* [Set of tasks]
(1) In the passage on Debrecen, where did Debrecen rank among the 20 major Hungarian cities for paid EU funds per inhabitant between 2012 and 2022?
(2) Write out everything in the passage on Debrecen from "EU structural funds, which" down to "cities (Table 2).".
Passage to read: Begin
EU structural funds, which were mostly spent on improving local transport infrastructure, did not substantially reduce this dependence on the coffers of the central government. While in Gdansk and Cluj, wage supplements linked to the absorption of EU funds significantly increased local bureaucrats’ wages, this is less likely to happen in Debrecen because the applications for EU funds are largely outsourced to private companies – a common practice among Hungarian municipalities. Between 2012 and 2022, Debrecen secured EUR 3,295 per inhabitant in paid EU funds, placing it only in the 8th position among the 20 major Hungarian cities (Table 2).
This relatively poor performance in obtaining EU funding has been offset by overly generous central government transfers. Debrecen has been a Fidesz stronghold since the 1990s, with the party’s candidates securing the city council in six consecutive local elections. Fidesz’s continued local popularity provided a comfortable political backdrop for strengthening ties between the city and the central government. Coordination resulted in increased foreign investment inflows after 2014, but given the weak embedded autonomy of local authorities vis-à-vis the central state, industrial policy ideas came from the capital, emphasizing manufacturing, a legacy activity and the workhorse of Hungary’s export-led growth model, with business services in tow.
Passage to read: End
Data supplied: Begin
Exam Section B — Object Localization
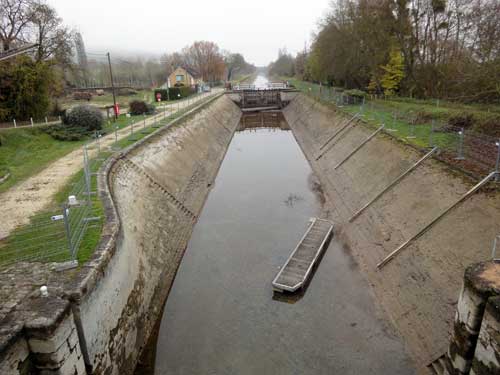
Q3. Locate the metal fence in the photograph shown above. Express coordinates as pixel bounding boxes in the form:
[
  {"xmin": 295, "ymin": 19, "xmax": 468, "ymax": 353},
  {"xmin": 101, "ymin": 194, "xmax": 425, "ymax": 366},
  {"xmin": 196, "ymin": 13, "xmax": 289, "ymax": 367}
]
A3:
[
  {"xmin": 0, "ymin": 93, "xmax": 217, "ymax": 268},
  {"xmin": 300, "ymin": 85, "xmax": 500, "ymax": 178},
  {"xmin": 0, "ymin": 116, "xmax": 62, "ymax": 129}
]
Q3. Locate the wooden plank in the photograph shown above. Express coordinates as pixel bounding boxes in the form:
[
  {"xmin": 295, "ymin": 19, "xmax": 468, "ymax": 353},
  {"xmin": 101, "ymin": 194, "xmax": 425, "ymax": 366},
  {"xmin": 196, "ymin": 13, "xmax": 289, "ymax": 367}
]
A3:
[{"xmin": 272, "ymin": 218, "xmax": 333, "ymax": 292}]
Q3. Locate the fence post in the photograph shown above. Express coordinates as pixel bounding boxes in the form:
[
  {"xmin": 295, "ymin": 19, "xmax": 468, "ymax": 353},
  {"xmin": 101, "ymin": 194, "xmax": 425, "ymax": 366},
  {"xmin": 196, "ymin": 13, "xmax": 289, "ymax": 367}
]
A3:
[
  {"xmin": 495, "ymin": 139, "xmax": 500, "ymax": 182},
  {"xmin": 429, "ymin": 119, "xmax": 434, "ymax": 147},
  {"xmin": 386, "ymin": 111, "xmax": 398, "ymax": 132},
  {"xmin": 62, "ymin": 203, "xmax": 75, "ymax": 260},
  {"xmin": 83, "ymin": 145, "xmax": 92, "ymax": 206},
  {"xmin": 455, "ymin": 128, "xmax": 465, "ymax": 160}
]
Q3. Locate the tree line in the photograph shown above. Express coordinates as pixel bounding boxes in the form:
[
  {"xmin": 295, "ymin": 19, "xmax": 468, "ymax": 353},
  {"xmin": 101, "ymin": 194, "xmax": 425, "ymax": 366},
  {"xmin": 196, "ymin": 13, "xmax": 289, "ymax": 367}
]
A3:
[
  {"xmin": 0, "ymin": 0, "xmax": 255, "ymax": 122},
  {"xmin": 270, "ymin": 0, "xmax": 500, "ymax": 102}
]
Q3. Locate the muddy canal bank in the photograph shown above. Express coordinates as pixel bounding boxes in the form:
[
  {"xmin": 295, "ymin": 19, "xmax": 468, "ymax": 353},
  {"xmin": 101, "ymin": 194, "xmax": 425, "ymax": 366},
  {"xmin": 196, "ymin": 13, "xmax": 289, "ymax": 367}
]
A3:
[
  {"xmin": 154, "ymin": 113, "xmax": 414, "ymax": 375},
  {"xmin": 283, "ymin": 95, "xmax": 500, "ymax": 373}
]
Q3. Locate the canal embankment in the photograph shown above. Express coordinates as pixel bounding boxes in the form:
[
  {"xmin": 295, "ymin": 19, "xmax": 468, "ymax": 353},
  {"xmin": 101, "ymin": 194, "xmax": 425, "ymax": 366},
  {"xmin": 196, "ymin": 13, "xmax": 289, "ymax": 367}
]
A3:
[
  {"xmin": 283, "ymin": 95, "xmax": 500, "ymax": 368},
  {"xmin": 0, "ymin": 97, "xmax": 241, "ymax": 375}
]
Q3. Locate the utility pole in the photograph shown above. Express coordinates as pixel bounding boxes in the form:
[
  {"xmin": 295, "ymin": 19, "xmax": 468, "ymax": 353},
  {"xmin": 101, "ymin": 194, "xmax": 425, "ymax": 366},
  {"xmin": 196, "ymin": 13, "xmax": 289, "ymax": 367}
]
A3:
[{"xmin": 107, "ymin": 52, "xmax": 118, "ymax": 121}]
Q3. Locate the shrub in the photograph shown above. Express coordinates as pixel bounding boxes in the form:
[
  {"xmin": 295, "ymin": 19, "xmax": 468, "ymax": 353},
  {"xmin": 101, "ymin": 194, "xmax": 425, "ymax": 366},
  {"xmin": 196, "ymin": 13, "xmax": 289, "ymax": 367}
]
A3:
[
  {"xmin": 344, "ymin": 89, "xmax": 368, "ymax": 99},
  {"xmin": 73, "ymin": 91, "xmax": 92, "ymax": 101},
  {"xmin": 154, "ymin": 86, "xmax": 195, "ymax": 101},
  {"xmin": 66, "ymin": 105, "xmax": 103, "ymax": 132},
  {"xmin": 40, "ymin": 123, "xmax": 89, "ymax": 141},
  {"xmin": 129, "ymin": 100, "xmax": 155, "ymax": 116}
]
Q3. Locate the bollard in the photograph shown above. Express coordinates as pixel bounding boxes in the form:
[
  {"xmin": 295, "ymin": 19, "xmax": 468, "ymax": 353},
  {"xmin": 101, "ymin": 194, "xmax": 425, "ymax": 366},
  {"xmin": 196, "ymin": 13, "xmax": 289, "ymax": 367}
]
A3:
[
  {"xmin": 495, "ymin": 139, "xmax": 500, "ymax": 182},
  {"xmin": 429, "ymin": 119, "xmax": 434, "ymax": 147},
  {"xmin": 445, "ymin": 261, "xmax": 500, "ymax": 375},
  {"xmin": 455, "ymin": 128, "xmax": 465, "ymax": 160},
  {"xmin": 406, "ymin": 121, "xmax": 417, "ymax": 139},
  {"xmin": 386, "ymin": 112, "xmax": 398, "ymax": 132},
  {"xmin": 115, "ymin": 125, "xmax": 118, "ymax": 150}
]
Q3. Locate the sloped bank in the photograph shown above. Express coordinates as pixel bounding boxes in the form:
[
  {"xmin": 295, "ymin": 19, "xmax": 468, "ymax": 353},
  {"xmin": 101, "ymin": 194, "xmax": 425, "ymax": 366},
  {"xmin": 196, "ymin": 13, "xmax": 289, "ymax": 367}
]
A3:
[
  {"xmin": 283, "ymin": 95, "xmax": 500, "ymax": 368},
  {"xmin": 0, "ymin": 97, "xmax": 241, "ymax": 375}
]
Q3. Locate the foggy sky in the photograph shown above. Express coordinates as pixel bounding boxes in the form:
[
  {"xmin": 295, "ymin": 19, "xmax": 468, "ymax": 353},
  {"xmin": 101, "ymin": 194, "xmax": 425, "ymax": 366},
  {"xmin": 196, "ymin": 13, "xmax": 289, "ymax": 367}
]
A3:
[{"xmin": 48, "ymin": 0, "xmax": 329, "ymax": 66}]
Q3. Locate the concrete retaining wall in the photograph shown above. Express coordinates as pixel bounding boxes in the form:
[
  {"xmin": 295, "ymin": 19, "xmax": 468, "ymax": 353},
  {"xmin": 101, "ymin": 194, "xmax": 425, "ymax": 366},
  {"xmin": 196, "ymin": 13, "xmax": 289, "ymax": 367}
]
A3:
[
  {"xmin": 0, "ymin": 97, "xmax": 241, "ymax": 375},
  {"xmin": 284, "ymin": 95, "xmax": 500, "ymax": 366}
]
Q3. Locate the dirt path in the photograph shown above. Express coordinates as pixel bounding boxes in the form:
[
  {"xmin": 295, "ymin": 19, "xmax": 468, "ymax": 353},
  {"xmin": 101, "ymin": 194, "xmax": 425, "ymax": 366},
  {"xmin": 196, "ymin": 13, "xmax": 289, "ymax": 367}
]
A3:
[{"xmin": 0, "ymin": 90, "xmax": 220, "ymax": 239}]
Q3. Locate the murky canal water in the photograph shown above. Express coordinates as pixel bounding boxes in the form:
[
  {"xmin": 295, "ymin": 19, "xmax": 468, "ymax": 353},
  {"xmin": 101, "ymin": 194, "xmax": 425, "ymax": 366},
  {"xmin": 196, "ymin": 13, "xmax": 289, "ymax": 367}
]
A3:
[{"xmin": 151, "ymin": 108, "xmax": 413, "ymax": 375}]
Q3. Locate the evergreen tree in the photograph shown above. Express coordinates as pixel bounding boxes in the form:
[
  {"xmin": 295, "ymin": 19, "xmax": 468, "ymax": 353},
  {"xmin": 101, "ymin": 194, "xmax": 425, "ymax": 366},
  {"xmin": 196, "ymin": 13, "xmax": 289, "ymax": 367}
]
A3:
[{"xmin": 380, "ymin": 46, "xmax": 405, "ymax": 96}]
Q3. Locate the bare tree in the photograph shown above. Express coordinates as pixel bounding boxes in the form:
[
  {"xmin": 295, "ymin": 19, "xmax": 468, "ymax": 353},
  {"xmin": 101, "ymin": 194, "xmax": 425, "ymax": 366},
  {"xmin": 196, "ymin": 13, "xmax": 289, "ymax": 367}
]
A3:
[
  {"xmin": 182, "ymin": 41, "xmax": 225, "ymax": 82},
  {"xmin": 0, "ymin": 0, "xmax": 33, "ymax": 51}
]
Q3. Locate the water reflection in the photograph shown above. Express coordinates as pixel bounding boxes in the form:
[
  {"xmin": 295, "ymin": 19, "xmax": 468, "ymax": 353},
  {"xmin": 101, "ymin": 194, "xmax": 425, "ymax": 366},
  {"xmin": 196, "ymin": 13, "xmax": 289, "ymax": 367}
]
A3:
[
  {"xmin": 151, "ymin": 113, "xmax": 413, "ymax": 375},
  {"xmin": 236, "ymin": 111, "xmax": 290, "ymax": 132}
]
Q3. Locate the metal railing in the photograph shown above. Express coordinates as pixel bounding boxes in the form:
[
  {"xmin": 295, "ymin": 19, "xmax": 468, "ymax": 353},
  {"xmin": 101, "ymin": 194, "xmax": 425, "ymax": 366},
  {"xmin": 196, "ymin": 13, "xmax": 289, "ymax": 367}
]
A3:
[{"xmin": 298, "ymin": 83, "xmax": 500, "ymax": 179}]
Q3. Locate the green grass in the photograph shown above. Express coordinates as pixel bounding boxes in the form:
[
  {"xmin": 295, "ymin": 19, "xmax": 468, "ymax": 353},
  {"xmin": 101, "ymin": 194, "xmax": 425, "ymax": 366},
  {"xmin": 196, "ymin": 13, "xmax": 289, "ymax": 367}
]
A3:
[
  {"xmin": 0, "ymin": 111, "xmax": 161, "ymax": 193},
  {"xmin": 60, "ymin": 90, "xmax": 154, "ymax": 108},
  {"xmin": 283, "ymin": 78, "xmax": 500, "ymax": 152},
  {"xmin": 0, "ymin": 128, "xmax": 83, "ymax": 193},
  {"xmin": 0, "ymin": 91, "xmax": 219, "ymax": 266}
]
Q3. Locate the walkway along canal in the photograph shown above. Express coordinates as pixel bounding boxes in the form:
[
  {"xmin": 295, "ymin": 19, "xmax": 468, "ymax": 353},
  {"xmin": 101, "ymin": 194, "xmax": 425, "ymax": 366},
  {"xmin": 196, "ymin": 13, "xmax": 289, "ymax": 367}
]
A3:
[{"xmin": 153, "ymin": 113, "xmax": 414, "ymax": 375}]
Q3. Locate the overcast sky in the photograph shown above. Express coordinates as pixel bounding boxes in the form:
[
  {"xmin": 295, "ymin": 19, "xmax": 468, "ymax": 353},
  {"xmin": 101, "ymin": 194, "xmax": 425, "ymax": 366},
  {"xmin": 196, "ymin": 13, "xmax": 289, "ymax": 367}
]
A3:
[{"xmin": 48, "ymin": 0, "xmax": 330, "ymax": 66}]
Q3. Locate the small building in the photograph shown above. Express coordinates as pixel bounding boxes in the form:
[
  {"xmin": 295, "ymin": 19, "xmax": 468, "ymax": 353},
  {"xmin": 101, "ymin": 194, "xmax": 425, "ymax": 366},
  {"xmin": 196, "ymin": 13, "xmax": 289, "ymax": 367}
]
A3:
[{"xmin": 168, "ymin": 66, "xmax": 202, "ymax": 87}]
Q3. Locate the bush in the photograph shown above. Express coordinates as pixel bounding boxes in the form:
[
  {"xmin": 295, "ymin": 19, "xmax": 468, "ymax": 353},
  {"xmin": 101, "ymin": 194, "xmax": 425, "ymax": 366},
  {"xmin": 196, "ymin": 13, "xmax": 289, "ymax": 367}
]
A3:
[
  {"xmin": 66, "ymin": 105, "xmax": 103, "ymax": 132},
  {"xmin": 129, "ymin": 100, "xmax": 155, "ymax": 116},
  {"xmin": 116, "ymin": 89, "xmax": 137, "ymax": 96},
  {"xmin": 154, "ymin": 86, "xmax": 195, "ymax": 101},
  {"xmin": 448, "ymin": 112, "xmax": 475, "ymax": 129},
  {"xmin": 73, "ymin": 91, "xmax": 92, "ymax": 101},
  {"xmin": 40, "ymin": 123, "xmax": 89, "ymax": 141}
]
Data supplied: End
* [List of answers]
(1) 8th position, with EUR 3,295 per inhabitant.

(2)
EU structural funds, which were mostly spent on improving local transport infrastructure, did not substantially reduce this dependence on the coffers of the central government. While in Gdansk and Cluj, wage supplements linked to the absorption of EU funds significantly increased local bureaucrats’ wages, this is less likely to happen in Debrecen because the applications for EU funds are largely outsourced to private companies – a common practice among Hungarian municipalities. Between 2012 and 2022, Debrecen secured EUR 3,295 per inhabitant in paid EU funds, placing it only in the 8th position among the 20 major Hungarian cities (Table 2).